====== MATERIAL FOR THIS EXERCISE ======

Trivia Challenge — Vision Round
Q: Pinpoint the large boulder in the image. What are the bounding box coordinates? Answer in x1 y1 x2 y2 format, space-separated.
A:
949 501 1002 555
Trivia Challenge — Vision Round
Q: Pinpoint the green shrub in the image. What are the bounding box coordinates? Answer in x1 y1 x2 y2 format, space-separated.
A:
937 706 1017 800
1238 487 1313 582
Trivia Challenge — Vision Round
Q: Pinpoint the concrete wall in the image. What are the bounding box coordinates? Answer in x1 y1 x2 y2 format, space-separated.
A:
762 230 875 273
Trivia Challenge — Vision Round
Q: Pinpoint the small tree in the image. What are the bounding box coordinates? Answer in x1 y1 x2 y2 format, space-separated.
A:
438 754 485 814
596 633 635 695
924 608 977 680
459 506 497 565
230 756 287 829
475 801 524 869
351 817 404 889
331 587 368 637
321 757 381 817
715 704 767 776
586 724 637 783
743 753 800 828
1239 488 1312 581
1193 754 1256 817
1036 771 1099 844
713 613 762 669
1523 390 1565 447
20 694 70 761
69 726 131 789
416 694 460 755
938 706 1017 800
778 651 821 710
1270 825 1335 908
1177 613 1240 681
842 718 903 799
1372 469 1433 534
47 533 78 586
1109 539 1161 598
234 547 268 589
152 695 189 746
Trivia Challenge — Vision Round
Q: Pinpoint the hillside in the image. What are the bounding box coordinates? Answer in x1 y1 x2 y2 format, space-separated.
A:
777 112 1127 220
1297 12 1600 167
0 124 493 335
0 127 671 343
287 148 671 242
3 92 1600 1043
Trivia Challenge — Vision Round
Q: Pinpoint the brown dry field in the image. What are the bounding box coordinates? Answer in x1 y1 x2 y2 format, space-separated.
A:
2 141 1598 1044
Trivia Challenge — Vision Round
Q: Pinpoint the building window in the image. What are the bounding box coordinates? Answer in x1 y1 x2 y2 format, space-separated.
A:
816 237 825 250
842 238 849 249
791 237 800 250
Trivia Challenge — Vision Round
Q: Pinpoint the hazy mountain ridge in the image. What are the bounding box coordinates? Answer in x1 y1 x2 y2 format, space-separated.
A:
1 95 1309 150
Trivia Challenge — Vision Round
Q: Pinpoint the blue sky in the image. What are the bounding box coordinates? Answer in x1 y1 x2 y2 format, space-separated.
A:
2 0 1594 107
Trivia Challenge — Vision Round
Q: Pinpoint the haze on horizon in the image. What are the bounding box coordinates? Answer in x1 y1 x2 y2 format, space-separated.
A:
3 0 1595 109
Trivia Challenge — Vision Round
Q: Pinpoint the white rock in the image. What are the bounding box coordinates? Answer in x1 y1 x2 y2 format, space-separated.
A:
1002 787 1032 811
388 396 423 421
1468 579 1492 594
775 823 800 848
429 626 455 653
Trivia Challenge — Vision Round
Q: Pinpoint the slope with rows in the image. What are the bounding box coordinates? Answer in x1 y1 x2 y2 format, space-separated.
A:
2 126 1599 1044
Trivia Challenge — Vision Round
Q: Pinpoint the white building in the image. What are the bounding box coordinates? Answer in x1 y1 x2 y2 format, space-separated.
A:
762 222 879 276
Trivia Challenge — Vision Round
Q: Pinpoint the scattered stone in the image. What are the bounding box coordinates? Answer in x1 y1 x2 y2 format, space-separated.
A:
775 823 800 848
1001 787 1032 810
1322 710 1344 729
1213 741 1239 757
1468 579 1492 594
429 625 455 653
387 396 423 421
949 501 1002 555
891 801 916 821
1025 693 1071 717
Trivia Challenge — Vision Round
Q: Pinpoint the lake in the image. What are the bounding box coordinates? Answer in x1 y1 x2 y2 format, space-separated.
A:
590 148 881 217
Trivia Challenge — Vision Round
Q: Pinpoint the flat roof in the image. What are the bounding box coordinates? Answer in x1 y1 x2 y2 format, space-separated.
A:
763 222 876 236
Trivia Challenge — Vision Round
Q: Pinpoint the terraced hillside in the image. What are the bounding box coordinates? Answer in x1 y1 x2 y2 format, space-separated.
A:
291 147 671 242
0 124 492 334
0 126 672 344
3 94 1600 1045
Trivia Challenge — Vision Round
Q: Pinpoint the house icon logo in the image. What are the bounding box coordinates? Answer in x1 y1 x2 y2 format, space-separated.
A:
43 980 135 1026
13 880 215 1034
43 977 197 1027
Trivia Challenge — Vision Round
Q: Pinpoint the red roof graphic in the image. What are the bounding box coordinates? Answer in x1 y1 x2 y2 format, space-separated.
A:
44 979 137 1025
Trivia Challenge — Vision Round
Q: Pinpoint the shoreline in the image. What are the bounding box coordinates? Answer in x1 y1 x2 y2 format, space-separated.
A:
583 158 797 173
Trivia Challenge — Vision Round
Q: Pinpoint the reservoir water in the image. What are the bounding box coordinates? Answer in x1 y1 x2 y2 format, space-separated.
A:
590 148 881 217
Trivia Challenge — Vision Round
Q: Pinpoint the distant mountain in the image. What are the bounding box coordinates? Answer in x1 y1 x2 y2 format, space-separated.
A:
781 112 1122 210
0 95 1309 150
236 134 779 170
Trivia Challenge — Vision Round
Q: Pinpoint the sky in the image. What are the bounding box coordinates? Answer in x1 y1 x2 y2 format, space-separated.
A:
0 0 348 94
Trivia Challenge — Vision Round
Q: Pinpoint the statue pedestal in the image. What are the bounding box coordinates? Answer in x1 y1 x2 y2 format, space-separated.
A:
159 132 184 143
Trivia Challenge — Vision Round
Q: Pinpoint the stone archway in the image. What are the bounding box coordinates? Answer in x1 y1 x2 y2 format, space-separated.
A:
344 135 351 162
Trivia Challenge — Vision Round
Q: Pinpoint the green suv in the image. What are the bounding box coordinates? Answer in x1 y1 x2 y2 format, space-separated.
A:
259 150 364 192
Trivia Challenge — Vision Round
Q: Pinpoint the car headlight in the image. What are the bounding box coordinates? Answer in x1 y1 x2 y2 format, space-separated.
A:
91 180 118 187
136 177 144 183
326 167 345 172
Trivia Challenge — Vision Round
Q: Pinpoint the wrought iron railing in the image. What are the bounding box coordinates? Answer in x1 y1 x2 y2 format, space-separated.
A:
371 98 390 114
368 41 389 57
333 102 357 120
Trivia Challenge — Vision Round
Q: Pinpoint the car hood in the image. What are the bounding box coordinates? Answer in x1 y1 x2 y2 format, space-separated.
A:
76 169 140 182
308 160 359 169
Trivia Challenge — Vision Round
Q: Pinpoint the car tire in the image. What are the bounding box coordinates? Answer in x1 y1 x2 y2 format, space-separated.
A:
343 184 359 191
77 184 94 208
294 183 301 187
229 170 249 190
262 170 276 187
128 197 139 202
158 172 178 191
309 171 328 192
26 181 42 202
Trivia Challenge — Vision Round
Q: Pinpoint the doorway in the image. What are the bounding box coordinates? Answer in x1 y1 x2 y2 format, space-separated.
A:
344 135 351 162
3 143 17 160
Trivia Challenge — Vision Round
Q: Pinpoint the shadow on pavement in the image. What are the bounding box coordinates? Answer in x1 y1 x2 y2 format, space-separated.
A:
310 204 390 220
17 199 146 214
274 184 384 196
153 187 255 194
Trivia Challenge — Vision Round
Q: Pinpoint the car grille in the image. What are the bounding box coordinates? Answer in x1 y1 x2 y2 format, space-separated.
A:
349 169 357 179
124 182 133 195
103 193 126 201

======

Only one stretch of the records above is wanted: the lines between the one holding "Q: Pinpoint the haze" and the one holding "Q: Pinpoint the white rock", inclusive, reproduced exactly.

### COMPLETED TASK
Q: Pinpoint the haze on horizon in the image. What are the bounding box coordinates? Answer in x1 y1 x2 y2 format, space-separated.
A:
3 0 1595 109
Trivia Challenge — Vision Round
Q: Pinpoint the white rock in the image. What are the bounding box coordinates? Answer in x1 y1 x2 y2 format, space-separated.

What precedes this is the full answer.